▶ Bloque de texto
───
# tacky / to be tacky



## aniceto

como se dice "to be tacky" o "tacky" por ejemplo he dresses "tacky" o you look tacky in that. cosa asi.



			
				aniceto said:
			
		

> como se dice "to be tacky" o "tacky" por ejemplo he dresses "tacky" o you look tacky in that. cosa asi.


hablo el dialecto de los puertorriquenos porque soy puertorriqueno  pero estoy aprendiendo el dialecto de los mexicanos, y por eso estoy aqui, no se enojen. Todos queremos aprender verdad?


----------



## funnydeal

corriente 


Please wait for other suggestions

If I am wrong, please correct me


----------



## Masood

aniceto said:
			
		

> como se dice "to be tacky" o "tacky" por ejemplo he dresses "tacky" o you look tacky in that. cosa asi.



Yo diría _'hortera'_, pero yo no soy espanol. Que os parece, hispanohablantes?


----------



## Rubns

Sí, hortera es lo que yo diría :

- he dresses tacky -> se viste como un hortera/es un hortera vistiendo

Regards!


----------



## betsa

What's hortera


----------



## Rubns

Una persona que viste o que se comporta de forma ridícula, que no tiene gusto para vestir.
───
▶ Material adicional
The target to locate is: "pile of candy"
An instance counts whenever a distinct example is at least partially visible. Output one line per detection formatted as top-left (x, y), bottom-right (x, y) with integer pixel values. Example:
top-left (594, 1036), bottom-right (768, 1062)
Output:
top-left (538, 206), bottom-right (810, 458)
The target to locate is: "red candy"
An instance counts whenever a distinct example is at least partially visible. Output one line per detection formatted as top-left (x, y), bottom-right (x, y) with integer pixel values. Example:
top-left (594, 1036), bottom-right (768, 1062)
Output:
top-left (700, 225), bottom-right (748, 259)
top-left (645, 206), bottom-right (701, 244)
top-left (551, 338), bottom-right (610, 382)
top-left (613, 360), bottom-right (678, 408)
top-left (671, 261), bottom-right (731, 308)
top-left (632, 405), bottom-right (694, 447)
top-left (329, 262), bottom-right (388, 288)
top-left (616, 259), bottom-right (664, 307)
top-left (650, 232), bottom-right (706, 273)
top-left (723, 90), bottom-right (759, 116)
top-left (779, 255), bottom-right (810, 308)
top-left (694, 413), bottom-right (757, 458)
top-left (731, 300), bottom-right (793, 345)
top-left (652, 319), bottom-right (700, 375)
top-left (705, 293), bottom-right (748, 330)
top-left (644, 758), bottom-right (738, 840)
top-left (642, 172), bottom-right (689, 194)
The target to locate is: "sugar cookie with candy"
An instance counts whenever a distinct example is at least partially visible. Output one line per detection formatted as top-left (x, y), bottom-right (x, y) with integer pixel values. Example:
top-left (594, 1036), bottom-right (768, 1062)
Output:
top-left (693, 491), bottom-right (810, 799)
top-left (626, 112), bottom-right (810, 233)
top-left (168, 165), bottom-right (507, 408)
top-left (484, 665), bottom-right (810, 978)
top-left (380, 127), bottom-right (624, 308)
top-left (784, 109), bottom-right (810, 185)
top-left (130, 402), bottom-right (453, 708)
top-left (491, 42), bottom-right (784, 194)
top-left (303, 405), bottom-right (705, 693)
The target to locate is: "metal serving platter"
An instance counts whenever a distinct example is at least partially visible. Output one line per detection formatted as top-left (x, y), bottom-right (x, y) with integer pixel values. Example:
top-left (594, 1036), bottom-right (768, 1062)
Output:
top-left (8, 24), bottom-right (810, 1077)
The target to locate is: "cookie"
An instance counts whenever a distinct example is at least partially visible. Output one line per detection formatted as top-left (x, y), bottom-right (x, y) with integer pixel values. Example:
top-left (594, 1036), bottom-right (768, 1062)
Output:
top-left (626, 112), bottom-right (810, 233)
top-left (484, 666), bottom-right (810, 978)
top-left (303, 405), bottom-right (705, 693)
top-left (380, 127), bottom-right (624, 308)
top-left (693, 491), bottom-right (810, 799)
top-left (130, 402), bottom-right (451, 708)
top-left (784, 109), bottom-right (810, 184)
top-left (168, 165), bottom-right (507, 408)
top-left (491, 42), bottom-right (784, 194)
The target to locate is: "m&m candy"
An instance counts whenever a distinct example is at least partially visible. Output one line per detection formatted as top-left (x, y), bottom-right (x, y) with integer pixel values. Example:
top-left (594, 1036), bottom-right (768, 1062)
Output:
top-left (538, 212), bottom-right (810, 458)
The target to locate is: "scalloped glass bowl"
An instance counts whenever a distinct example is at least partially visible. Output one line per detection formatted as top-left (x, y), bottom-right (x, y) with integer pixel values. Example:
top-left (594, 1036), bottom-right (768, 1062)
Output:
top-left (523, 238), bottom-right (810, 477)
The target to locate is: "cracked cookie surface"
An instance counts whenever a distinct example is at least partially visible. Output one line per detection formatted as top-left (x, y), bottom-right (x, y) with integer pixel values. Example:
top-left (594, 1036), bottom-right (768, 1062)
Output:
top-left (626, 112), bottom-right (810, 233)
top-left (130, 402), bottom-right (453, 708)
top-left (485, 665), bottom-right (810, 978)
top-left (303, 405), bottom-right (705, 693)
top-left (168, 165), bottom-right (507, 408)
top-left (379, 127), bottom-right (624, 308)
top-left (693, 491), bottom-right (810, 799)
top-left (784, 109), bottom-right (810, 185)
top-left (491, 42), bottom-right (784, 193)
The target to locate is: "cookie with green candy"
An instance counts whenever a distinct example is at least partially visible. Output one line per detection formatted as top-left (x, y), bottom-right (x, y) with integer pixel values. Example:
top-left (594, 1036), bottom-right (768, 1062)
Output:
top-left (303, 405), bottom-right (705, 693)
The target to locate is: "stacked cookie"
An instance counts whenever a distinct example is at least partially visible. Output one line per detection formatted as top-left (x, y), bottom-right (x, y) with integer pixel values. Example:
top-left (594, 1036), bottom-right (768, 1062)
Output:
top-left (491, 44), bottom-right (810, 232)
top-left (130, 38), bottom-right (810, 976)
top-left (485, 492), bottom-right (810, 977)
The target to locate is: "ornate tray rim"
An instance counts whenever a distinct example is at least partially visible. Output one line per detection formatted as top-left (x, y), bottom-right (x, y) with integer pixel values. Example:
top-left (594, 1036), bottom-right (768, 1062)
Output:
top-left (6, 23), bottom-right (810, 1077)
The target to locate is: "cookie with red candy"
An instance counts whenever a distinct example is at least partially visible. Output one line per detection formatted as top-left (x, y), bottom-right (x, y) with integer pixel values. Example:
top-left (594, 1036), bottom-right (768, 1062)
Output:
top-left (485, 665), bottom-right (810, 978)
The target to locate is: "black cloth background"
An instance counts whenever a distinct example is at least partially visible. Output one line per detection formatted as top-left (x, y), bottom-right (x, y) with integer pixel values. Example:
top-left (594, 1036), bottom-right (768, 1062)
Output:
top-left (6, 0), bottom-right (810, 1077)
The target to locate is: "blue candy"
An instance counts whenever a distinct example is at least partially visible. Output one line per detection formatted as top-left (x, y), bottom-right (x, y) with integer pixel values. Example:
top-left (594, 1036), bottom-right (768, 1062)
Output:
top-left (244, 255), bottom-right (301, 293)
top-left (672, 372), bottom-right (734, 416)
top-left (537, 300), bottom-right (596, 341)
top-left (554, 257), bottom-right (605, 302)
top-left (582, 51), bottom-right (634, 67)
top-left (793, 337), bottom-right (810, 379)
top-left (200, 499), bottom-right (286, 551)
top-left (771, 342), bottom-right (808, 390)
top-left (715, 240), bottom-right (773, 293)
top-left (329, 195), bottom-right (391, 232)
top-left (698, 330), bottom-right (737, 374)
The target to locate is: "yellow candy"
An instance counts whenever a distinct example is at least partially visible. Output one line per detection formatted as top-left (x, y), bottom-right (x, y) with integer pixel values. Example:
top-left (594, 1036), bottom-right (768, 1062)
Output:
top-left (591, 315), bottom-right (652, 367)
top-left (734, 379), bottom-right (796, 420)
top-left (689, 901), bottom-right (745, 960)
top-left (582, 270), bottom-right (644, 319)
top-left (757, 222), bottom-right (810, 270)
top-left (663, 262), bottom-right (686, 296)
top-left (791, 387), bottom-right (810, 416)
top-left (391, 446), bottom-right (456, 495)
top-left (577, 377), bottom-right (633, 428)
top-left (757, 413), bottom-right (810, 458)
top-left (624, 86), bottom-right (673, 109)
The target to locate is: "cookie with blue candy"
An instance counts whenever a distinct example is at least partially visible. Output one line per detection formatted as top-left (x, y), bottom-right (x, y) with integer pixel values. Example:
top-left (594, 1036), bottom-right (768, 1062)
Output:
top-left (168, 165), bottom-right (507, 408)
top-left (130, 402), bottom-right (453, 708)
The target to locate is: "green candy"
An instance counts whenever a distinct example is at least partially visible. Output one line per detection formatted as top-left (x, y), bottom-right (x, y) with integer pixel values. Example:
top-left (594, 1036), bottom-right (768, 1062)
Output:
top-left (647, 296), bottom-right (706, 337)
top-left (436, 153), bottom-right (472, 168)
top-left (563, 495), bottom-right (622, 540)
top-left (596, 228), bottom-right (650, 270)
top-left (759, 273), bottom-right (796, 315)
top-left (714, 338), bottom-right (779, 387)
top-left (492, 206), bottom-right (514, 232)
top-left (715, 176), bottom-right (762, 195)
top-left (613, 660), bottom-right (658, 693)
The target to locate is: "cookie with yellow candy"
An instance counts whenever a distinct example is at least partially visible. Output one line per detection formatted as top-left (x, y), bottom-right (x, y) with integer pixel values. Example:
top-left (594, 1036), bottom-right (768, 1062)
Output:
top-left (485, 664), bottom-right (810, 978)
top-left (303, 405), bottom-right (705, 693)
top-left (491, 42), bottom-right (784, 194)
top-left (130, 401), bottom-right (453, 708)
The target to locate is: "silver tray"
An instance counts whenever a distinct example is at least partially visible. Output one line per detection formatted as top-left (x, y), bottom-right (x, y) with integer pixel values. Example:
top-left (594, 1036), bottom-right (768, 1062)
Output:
───
Extrae del hilo sobre la palabra tacky el fragmento que va de "hablo el dialecto" a "queremos aprender verdad?", sin cambiar nada. Este material es independiente del texto.

hablo el dialecto de los puertorriquenos porque soy puertorriqueno  pero estoy aprendiendo el dialecto de los mexicanos, y por eso estoy aqui, no se enojen. Todos queremos aprender verdad?